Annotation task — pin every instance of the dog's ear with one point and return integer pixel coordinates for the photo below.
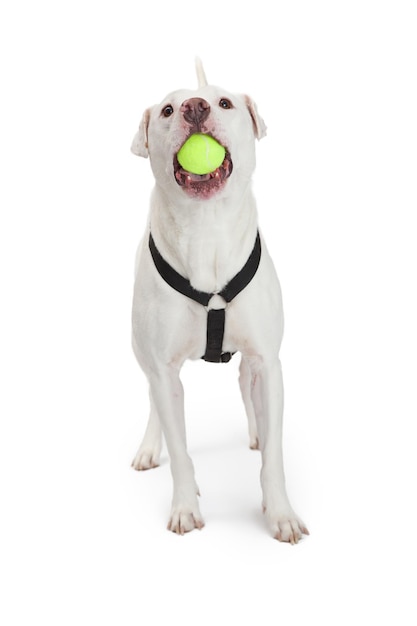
(140, 140)
(259, 126)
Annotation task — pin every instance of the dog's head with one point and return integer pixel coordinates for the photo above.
(231, 119)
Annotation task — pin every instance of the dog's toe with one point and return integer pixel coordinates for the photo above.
(182, 522)
(287, 528)
(145, 459)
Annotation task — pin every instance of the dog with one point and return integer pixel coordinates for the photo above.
(202, 238)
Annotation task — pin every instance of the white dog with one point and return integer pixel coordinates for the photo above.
(206, 287)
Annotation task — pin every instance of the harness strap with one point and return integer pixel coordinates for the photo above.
(215, 317)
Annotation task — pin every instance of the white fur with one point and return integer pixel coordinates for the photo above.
(208, 240)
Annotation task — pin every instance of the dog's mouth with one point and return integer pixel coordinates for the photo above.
(204, 185)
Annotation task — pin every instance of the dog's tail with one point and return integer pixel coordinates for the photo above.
(201, 76)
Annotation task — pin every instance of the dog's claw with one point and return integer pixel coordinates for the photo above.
(181, 523)
(287, 529)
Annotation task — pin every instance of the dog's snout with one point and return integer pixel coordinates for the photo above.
(195, 111)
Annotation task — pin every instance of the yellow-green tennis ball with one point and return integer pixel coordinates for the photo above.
(201, 154)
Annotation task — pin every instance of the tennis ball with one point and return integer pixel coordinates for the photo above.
(201, 154)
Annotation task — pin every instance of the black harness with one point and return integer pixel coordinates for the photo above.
(215, 317)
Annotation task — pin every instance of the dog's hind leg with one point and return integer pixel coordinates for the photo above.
(149, 450)
(246, 382)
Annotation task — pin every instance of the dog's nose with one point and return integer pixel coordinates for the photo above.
(195, 111)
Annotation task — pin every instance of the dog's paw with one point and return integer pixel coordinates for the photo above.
(185, 519)
(286, 527)
(145, 459)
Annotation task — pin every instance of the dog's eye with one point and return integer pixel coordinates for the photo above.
(167, 111)
(225, 103)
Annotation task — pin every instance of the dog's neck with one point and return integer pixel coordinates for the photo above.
(207, 242)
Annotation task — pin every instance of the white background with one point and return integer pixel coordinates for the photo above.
(83, 537)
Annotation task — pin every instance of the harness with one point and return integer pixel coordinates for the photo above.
(215, 317)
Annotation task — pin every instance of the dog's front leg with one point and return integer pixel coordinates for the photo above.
(268, 396)
(168, 396)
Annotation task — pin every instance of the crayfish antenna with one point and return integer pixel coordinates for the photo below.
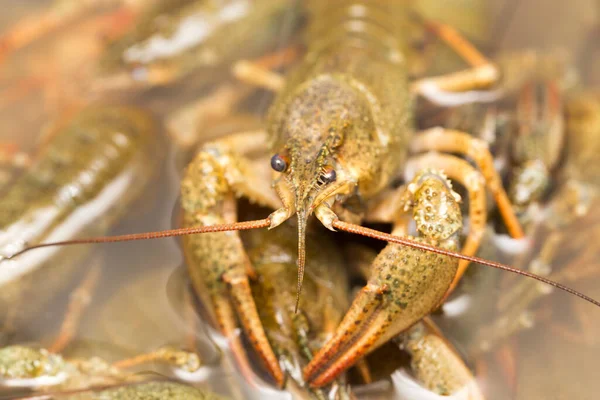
========================
DIRECTIONS: Your task is to restate every record word for word. Omit all pictures.

COMPLETED EXERCISE:
Annotation task — pin every instance of the dog's ear with one point and return integer pixel coordinates for the photo below.
(140, 140)
(259, 126)
Annotation task — pin every instance of the dog's head with one point and return integer pixel coordinates for the photo above.
(231, 119)
Annotation task — pin every instance of the dog's toe with one point and return integer pixel coordinates for the photo above.
(182, 522)
(287, 528)
(145, 459)
Annotation task — pin every instance of the dog with one point and return integer pixel coordinates for the photo above.
(202, 238)
Annotation task — pin every instance of the white dog with one point and return integer pixel coordinates for the photo above.
(206, 287)
Annotation task — pin every instance of the harness strap with one point and return integer pixel coordinates for the photo above.
(215, 317)
Annotation task — pin every instance of the white fur with one point and return integer pixel coordinates for the photo above.
(208, 240)
Annotation task — pin every instance of the dog's mouth with one point and return integer pixel coordinates for the photo above.
(204, 185)
Annotation task — pin every instance of the dog's tail with one point and return integer pixel coordinates for the photo above.
(201, 76)
Annotation task — pin every instance of the dog's claw with one point and return integer pixel coordinates for the photo above.
(181, 523)
(287, 529)
Annotation task — pin every instance of the dog's snout with one point and return integer pixel coordinates for the photo above.
(195, 111)
Annotation task — pin every instance of the yellow-green tennis ball with one point and return integer pixel coordinates for the photo above.
(201, 154)
Annotation task — pin every instance of the tennis ball with one point and return integer pixel coordinates for the photo above.
(201, 154)
Annotation task — pin every instance of the black harness with one point and return integer pixel coordinates for the photo above.
(215, 317)
Annotation task — pin every instance of the dog's hind leg with one point and return integer pixel coordinates for the photo above.
(149, 450)
(246, 382)
Annotation task — pin every instance of the dog's nose with one point and return integer pixel coordinates for the photo above.
(195, 111)
Annotation task — pin every instance of the dog's paw with one point and return integer pixel coordinates for the photo above.
(185, 519)
(286, 527)
(145, 459)
Annotation task — pin every instance of the dog's eye with one point and return integer pixel coordinates for the photo above.
(167, 111)
(225, 103)
Annotation task — pin every instance of the dog's neck with one point and return integer pixel coordinates for the photo above.
(207, 242)
Annotation task — pin every instance of the white background with one point and return integer pixel coordinates for the photo above.
(83, 537)
Annotation task — pin every instance of the harness with one point and return integer pixel coordinates for the photo above.
(215, 317)
Annotation task — pin every instance of the dog's front leg with one point and return integer pixel coordinates for the photo above.
(268, 396)
(168, 396)
Annotation task — pin every instance of the crayfish antenna with one point and return integer pixel coordinates for the photo below.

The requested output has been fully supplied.